- **REQUIREMENT**
Reproduce each of the following records word for word, leaving every line unchanged.

--- START ---

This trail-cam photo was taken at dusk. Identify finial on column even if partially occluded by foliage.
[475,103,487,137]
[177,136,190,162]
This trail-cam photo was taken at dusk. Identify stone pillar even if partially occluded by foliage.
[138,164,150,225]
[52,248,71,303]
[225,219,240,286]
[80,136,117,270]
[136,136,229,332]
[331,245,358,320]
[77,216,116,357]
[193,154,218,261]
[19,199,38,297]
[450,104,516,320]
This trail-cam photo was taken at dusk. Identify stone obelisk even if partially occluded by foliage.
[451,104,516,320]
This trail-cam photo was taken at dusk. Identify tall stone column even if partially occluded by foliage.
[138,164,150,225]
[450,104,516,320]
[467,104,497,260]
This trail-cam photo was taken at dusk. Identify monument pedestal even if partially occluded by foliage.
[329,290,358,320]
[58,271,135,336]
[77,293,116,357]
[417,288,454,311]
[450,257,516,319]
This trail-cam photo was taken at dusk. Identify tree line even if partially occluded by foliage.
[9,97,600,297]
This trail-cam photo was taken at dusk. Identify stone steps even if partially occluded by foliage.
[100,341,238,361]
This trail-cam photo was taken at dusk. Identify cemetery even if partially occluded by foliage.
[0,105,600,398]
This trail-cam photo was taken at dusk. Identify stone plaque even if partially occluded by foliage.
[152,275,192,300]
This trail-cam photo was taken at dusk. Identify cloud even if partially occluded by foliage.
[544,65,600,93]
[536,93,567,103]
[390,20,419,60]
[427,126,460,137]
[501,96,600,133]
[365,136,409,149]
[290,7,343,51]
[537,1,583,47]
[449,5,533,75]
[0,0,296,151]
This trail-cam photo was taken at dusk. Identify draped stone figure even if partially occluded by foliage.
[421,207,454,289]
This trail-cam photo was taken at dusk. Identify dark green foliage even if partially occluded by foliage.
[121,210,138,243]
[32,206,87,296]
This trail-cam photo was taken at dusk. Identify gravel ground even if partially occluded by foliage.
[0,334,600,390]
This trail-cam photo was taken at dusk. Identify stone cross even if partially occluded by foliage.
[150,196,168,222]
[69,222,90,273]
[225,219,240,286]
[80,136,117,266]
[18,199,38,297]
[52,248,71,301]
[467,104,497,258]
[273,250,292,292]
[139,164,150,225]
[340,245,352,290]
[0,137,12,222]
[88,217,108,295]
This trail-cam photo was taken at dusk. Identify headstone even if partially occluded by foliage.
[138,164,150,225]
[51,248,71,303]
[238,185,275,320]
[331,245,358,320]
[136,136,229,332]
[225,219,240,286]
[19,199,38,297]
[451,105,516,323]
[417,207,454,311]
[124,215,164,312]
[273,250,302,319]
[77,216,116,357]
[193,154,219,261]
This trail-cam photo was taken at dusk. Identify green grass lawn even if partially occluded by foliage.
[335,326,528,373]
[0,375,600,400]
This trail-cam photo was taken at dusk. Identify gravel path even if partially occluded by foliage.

--- END ---

- **THE OUTPUT**
This trail-cam photo was taken at dusk. Identify finial on column even if partially occluded by foliage.
[475,103,487,137]
[177,136,190,162]
This trail-cam photo was taken at dusk. Identify stone pillar even if partially occluded by foliage.
[138,164,150,225]
[52,248,71,303]
[225,219,240,286]
[80,136,117,270]
[136,136,229,332]
[331,245,358,320]
[77,216,116,357]
[193,154,218,261]
[19,199,38,297]
[450,104,516,320]
This trail-cam photo was taken at dusk. Identify stone obelisk even if partially occluded by foliage.
[451,104,516,320]
This trail-cam photo was taken at dusk. Identify tall stone column even if partially occluded by foliage.
[138,164,150,225]
[450,104,516,320]
[467,104,497,260]
This trail-cam photo was taken at dusk. Identify monument pedestal even if partially occluded by foliage.
[329,290,358,320]
[58,271,135,336]
[77,293,116,357]
[417,288,454,311]
[450,257,516,319]
This trail-cam photo was taken at dusk. Identify tree line even if partially occluded by foliage.
[9,97,600,297]
This trail-cam photo was taken at dusk. Identify stone steps even if partially occluded by foliage.
[100,341,238,361]
This trail-cam photo was taken at dusk. Identify cemetery even if partially occluded by foliage.
[0,105,600,398]
This trail-cam photo was taken at dusk. Identify stone plaque even if partially occluded by foliage.
[152,275,192,300]
This trail-cam photo was taken at dusk. Identify cloud even if partially occluded by foliage.
[544,65,600,93]
[536,93,567,103]
[390,20,419,60]
[427,126,460,137]
[501,96,600,133]
[365,136,409,149]
[290,7,343,51]
[537,1,583,47]
[449,5,533,75]
[0,0,296,151]
This trail-cam photo was taken at dusk. Identify draped stone figure even if partially occluded by foliage.
[421,207,454,289]
This trail-cam photo was taken at dusk. Identify dark green foliage even if partially occluded by foliage.
[121,210,138,243]
[32,206,87,296]
This trail-cam photo was taken at dusk. Identify gravel ground even if partially occluded by foliage.
[0,334,600,390]
This trail-cam photo was taken at dusk. Identify stone cross even if partially occluded by foliage.
[150,196,168,222]
[69,222,90,273]
[225,219,240,286]
[80,136,117,266]
[18,199,38,297]
[52,248,71,301]
[467,104,497,258]
[273,250,292,292]
[139,164,150,225]
[340,245,352,290]
[0,137,12,222]
[88,217,108,295]
This trail-cam photo was taken at dusk. Identify headstone even if partially occluded by foliage.
[138,164,150,225]
[51,248,71,303]
[238,185,275,320]
[331,245,358,320]
[136,136,229,332]
[225,219,240,286]
[19,199,38,297]
[451,105,516,323]
[417,207,454,311]
[124,215,164,312]
[273,250,302,319]
[77,216,116,357]
[193,154,219,261]
This trail-cam photo was taken at dusk. Identify green grass lawn even if partially occluded by foliage.
[335,326,528,373]
[0,375,600,400]
This trail-cam photo was taken at dusk. Identify gravel path even if partially occluded by foliage.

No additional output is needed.